▶ _The task_:
Count the lines in the data below that contain the word "wheel". Reply with that number alone.

──────

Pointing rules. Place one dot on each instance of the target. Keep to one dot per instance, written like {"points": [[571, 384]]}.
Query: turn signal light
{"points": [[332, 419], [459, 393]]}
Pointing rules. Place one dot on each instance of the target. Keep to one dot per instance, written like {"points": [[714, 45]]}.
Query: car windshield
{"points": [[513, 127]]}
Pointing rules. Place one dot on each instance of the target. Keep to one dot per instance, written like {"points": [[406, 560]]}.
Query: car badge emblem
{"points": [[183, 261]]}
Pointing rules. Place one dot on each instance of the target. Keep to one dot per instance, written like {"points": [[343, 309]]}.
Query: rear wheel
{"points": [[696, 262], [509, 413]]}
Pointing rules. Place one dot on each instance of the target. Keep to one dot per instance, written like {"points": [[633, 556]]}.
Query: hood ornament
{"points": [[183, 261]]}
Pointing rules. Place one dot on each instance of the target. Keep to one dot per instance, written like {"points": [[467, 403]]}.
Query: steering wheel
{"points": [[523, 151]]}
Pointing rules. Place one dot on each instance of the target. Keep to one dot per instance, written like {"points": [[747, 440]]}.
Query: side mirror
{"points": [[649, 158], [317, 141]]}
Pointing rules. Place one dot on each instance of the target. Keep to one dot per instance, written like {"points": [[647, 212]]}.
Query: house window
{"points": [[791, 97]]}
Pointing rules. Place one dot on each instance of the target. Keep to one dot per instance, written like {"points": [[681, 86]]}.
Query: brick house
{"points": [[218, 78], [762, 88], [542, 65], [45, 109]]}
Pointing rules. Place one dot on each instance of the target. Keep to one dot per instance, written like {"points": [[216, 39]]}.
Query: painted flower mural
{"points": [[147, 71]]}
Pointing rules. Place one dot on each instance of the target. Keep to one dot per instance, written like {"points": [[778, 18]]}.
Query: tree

──────

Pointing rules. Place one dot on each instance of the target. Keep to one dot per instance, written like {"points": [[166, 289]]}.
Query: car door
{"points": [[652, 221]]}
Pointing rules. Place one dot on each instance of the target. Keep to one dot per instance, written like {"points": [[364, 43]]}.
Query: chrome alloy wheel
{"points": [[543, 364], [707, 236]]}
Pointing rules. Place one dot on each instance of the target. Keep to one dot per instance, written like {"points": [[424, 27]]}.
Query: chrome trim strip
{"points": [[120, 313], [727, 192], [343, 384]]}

──────

▶ _Finished answer_:
3